Given instruction: Rewrite the rows from the first one through the line containing "[(381, 96)]", replacing each "fattest" with "widest" and leaving everything else the same.

─── Given information ───

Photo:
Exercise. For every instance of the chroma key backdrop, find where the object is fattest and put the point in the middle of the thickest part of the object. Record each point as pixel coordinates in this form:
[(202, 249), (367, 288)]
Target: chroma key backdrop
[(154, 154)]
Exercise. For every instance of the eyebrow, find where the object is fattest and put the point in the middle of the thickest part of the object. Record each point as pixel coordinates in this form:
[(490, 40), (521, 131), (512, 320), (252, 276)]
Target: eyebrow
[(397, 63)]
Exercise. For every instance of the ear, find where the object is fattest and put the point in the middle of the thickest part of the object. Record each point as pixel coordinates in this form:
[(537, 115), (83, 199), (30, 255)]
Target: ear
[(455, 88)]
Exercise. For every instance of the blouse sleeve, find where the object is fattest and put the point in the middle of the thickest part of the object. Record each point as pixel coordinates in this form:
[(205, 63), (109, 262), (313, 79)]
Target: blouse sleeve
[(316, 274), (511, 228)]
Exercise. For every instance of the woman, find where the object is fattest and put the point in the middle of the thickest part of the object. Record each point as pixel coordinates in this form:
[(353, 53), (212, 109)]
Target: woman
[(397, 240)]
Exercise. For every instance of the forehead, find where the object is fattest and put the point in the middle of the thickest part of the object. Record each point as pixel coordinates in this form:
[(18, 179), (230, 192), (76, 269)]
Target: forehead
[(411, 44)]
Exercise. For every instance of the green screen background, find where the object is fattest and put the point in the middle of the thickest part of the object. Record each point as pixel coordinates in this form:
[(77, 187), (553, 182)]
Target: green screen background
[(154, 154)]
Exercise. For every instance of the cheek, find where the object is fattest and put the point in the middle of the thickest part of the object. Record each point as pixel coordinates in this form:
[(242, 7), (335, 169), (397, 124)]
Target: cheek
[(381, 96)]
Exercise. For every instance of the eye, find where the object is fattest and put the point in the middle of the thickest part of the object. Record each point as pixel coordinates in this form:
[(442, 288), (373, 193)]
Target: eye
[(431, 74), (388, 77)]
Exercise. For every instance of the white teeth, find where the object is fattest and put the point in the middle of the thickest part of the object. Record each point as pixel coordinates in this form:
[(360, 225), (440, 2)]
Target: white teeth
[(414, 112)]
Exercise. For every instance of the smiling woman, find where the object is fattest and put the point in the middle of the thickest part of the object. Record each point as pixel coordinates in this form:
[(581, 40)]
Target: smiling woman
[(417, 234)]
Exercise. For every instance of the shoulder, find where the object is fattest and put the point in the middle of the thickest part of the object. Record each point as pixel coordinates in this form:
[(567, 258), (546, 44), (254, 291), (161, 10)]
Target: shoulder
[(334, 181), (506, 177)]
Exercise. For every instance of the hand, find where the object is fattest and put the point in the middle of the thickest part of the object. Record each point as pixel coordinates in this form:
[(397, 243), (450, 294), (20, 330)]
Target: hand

───

Expected answer:
Photo:
Exercise. For every instance of the chroma key backdrop, find where the object is widest and put the point in the middle of the thickest part of the object. Record each point as pixel coordinates in this form:
[(202, 249), (367, 288)]
Target: chroma key backdrop
[(154, 154)]
Exercise. For every instance of the eyebrow, find where the object is widest and put the point in the middle of the thickest part of the object. Record each point as pixel coordinates in this form:
[(490, 40), (521, 131), (512, 320), (252, 276)]
Target: eyebrow
[(397, 63)]
Exercise. For every instance of the ear, find where the object is widest and put the point in the middle of the thickest part of the object. Record each point as pixel coordinates in this form:
[(537, 115), (83, 199), (30, 255)]
Target: ear
[(455, 88)]
Exercise. For every instance of the blouse sleeve, find where the object is widest and put the point in the middle of the thickest part of the object. Record each point as pixel coordinates in this form:
[(205, 63), (109, 262), (313, 79)]
Target: blouse sleeve
[(316, 274), (511, 228)]
Exercise. For every instance of the woman, find where the object is widest and put the point in the middle of the thickest part of the object. Record each point as pixel coordinates in this form:
[(353, 53), (212, 109)]
Target: woman
[(397, 240)]
Exercise. For every instance of the forehead, find where the object is widest and put the point in the middle of the thickest part of the object. Record each point as pixel coordinates in this form:
[(18, 179), (230, 192), (76, 269)]
Target: forehead
[(411, 44)]
Exercise. For every instance of the green screen background, find where the object is widest and put the point in the middle of the thickest part of the object. Record each point as pixel coordinates in this form:
[(77, 187), (553, 182)]
Target: green screen background
[(154, 154)]
Exercise. For every instance of the cheek, find where the object is widest and put the point in the middle of the thickest part of the object. Record each point as pixel coordinates in this form:
[(242, 7), (335, 169), (397, 124)]
Target: cheek
[(381, 96)]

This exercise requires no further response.